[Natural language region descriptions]
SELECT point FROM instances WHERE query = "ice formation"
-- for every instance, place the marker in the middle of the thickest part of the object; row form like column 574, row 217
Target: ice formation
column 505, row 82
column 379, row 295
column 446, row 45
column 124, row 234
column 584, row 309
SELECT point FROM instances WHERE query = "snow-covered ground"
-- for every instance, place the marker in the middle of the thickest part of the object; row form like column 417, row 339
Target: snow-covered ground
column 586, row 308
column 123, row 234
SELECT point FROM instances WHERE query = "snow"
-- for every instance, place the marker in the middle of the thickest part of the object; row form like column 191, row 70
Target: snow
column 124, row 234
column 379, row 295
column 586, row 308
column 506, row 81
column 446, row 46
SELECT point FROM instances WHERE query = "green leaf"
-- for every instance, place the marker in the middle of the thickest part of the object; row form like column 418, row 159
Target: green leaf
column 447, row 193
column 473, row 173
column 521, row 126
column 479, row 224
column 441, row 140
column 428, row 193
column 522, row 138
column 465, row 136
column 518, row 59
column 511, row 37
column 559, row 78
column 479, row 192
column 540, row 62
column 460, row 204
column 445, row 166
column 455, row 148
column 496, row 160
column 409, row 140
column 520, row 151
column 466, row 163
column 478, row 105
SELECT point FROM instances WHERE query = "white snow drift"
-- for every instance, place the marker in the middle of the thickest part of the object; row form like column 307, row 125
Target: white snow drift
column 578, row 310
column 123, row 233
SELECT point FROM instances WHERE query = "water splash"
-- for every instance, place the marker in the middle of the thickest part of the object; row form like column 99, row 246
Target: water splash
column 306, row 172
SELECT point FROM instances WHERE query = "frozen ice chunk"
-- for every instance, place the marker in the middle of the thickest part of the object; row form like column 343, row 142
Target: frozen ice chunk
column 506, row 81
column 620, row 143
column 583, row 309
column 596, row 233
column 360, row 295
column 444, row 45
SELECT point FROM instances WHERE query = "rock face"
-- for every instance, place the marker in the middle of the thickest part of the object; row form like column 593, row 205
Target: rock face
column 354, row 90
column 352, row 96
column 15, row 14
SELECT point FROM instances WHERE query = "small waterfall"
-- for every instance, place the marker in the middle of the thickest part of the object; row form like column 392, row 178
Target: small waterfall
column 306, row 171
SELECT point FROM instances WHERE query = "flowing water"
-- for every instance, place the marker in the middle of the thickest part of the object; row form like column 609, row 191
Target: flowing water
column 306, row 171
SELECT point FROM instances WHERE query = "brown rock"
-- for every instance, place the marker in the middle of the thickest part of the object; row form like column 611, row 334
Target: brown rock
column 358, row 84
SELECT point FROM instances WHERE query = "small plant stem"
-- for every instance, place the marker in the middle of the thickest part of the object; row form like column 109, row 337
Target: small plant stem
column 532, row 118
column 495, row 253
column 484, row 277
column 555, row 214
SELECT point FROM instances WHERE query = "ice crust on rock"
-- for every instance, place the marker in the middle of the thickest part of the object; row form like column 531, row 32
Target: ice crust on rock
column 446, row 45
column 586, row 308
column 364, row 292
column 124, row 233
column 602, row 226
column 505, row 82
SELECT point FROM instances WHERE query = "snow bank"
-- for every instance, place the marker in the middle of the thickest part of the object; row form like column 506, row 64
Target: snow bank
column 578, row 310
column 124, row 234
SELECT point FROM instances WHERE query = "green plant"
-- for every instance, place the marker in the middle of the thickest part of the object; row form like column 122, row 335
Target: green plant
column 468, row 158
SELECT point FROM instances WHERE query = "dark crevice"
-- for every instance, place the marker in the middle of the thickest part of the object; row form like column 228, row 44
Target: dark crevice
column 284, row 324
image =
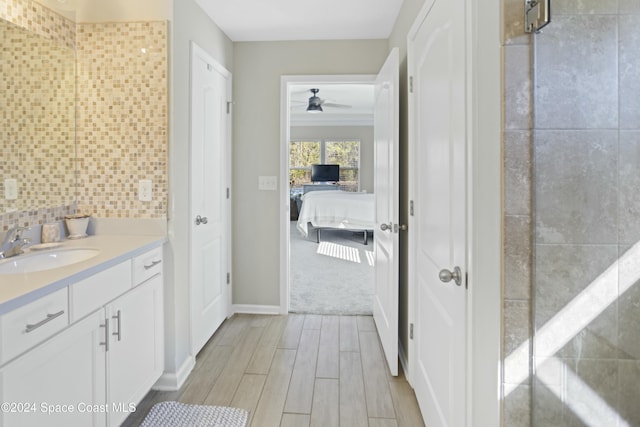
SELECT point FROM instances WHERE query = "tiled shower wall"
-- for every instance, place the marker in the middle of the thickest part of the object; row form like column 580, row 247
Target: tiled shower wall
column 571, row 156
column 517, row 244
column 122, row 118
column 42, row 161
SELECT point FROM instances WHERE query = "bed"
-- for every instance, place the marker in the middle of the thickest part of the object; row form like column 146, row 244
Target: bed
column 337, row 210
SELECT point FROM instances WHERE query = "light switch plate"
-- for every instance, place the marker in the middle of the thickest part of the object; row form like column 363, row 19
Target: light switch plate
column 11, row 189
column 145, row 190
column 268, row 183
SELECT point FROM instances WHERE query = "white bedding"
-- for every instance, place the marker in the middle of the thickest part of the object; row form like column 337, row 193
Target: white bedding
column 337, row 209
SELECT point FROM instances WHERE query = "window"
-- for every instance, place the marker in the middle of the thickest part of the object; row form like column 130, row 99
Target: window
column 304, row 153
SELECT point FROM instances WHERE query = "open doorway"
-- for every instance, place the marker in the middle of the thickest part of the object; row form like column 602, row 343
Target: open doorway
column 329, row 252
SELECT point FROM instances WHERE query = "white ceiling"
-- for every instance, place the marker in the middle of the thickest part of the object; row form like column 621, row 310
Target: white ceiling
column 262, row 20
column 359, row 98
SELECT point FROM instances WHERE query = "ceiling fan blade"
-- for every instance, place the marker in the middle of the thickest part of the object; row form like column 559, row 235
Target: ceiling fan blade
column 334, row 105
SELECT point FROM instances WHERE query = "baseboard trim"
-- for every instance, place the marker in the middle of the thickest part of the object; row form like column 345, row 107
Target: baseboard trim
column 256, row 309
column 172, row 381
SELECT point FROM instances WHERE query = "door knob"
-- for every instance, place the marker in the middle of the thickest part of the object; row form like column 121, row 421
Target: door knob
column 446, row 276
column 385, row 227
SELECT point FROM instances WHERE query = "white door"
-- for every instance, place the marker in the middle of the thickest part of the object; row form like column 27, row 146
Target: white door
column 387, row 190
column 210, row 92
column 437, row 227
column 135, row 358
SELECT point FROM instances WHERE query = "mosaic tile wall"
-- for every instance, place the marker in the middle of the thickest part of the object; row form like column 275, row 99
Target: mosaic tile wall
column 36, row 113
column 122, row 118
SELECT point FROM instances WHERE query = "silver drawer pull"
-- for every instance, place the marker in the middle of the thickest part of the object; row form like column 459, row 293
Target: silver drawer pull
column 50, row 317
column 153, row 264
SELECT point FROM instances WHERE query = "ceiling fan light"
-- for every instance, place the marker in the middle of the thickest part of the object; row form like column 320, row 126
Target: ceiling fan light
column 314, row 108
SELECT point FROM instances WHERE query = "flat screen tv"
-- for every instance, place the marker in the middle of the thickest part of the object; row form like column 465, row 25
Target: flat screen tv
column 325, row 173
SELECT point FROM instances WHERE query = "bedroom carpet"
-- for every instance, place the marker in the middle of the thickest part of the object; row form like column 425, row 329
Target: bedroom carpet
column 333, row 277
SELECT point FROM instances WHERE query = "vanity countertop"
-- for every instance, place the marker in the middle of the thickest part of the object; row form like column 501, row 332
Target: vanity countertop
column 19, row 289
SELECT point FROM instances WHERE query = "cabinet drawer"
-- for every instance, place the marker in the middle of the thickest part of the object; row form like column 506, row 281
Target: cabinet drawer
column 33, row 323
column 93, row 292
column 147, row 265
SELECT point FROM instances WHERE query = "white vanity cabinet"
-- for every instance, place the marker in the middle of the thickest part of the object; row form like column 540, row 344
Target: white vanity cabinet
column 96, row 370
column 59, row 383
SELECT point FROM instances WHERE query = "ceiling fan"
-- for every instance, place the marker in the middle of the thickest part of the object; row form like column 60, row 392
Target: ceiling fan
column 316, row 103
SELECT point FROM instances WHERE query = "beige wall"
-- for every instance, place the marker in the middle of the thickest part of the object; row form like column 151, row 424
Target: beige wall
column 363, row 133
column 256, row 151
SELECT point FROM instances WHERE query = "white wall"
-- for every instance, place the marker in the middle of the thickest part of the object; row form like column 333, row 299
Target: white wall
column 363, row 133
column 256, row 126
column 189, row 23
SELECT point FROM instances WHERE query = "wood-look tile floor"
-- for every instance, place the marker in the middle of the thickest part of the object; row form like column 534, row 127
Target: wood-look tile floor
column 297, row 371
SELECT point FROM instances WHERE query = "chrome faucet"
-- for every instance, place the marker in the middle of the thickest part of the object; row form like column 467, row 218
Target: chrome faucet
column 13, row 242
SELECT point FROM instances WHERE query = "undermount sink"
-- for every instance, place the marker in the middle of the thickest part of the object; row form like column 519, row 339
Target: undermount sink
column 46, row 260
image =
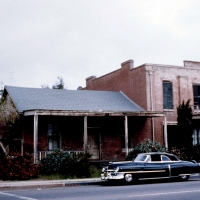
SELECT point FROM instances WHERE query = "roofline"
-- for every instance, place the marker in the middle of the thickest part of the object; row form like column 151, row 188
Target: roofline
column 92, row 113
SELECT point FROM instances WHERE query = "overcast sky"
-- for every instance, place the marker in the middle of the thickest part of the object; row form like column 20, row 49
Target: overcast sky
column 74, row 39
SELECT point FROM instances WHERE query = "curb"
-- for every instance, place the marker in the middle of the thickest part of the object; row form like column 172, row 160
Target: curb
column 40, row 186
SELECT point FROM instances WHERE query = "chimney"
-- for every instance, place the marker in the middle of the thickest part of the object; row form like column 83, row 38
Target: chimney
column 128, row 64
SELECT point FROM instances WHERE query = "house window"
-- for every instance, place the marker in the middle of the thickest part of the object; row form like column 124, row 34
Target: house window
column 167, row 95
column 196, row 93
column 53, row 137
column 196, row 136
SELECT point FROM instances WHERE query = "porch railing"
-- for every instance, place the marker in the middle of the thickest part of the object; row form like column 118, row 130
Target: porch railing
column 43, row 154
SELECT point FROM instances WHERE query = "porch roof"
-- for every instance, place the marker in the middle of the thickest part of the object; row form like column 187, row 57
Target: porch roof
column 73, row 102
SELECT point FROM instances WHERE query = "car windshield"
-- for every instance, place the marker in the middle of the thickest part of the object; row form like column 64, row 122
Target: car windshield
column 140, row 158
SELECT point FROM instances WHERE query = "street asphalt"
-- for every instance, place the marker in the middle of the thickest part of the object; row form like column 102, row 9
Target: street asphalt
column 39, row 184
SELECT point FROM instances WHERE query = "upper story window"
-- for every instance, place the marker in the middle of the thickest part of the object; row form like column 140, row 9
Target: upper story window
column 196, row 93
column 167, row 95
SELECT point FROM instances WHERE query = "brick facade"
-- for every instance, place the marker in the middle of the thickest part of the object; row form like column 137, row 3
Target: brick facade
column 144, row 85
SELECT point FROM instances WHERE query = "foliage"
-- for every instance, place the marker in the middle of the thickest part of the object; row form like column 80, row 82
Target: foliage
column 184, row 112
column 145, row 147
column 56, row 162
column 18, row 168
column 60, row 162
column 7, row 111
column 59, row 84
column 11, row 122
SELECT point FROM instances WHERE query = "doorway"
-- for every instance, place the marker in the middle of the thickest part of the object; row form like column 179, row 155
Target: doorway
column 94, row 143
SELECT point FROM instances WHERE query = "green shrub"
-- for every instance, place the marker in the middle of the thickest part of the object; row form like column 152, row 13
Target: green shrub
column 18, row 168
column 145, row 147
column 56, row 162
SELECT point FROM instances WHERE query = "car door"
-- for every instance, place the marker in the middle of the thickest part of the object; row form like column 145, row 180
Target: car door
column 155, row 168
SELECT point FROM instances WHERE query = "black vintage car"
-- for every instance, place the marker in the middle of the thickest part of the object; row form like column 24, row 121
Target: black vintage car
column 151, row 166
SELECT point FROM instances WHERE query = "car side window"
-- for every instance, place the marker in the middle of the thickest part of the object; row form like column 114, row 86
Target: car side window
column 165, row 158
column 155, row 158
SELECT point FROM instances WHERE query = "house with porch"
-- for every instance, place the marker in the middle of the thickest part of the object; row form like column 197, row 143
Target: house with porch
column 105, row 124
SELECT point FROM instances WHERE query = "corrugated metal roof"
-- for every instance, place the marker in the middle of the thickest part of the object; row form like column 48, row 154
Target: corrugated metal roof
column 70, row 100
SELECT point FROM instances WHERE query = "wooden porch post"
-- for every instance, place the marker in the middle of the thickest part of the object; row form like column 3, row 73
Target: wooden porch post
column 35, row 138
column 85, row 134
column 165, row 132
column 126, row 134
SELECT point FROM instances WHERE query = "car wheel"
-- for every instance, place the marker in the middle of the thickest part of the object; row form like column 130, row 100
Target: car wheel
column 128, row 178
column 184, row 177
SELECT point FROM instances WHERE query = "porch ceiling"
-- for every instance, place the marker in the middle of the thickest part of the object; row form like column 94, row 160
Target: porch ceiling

==

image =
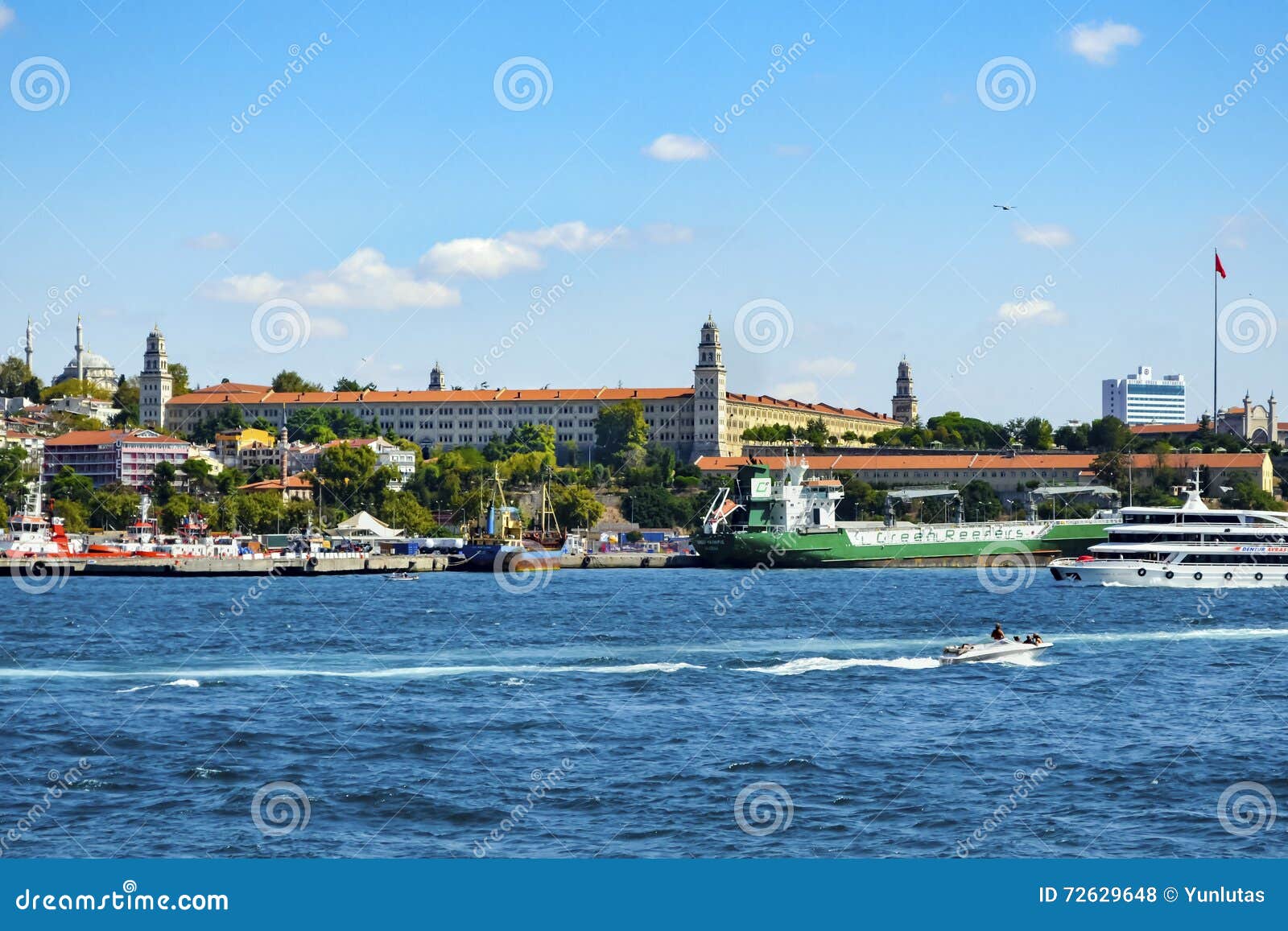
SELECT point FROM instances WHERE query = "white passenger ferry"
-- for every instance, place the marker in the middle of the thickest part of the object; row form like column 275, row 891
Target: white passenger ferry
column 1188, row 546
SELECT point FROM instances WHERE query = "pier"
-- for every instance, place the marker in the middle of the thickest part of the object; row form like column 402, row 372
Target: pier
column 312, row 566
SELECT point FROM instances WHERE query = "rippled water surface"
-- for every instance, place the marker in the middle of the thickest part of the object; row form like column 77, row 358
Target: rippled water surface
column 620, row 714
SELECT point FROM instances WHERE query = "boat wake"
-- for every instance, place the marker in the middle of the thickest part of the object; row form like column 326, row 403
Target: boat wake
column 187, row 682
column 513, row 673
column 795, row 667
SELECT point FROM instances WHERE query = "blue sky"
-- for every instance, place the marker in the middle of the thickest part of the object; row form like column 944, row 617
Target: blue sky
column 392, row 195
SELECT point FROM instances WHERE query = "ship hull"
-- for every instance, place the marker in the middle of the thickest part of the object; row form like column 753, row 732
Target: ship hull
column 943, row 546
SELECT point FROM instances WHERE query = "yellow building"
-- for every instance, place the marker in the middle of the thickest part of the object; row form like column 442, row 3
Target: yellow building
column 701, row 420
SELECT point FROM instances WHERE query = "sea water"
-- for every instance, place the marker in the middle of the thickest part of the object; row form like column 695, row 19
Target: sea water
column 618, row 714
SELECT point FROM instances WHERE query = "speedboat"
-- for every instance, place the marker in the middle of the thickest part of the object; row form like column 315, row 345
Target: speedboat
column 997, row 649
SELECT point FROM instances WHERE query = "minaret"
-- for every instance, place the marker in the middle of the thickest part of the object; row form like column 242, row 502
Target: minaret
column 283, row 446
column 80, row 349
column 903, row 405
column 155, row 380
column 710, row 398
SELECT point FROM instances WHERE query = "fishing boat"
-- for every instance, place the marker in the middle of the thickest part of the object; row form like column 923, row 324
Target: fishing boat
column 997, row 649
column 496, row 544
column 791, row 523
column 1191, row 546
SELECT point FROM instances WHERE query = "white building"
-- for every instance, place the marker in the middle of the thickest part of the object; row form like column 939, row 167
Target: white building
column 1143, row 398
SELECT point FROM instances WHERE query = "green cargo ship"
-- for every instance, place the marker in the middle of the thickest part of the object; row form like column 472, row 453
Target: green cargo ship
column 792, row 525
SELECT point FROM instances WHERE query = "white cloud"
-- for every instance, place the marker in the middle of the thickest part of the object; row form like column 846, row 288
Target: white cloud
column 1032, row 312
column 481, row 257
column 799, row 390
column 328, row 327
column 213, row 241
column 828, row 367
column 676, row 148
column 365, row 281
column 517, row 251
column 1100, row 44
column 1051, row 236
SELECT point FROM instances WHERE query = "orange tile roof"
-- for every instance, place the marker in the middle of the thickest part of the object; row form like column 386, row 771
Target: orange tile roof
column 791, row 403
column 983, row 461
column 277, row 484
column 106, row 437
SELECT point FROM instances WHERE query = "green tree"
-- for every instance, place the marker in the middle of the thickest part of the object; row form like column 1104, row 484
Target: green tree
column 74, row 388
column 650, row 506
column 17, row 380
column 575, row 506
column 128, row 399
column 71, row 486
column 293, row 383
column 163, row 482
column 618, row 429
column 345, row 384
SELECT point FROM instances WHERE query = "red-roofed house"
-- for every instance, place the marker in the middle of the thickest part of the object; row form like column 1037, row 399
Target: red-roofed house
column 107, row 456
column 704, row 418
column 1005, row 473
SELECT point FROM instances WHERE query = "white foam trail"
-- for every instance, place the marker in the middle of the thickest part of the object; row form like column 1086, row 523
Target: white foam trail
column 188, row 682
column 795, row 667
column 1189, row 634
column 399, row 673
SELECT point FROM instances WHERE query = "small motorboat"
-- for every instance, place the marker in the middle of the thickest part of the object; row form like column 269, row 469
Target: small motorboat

Task instructions
Look above for the line with "Target: green cargo ship" and the line with "Target: small motorboat". Retype those two lines and every line between them exactly, adding nothing.

Exercise response
Target: green cargo ship
column 792, row 525
SELECT point FROM instances WHERE query = "white cloud"
-- for every instance, place the marker in the middle of the thickest part of the object; row form like column 846, row 288
Target: white cloud
column 1032, row 312
column 481, row 257
column 799, row 390
column 328, row 327
column 213, row 241
column 828, row 367
column 676, row 148
column 365, row 281
column 517, row 251
column 1100, row 44
column 1051, row 236
SELECT point FROM instances WHERE query = "orange tile roof"
-- for every instance, place the marker in the middle of the thickest part of the object; row form like column 386, row 771
Target: orange tile roof
column 791, row 403
column 983, row 461
column 277, row 484
column 106, row 437
SELECT point FROM instances WHERE query = "green tree"
-- for every instance, place the marker in the middle of the thickest part of the object; row form like column 1104, row 484
Target: green tree
column 74, row 388
column 650, row 506
column 17, row 380
column 575, row 506
column 128, row 399
column 71, row 486
column 293, row 383
column 163, row 482
column 618, row 429
column 345, row 384
SELECT point FROM instances WHERE query = "red-roofed house"
-- for every instance, place the marker in the middle of the thickest part of the object; row form like column 1037, row 399
Target: red-roofed house
column 107, row 456
column 704, row 418
column 1005, row 473
SELECT point FROM instances WHERE query = "white foam trail"
-- for every instance, place the marker in the middle of the thickest part of the object; row form like column 1086, row 523
Target: white foam trail
column 188, row 682
column 795, row 667
column 1189, row 634
column 399, row 673
SELECT point FROM instances WHERE query = "small motorboat"
-- for every instance, place the marker in the middle of the thickest part of the object; row form like column 269, row 469
Target: small motorboat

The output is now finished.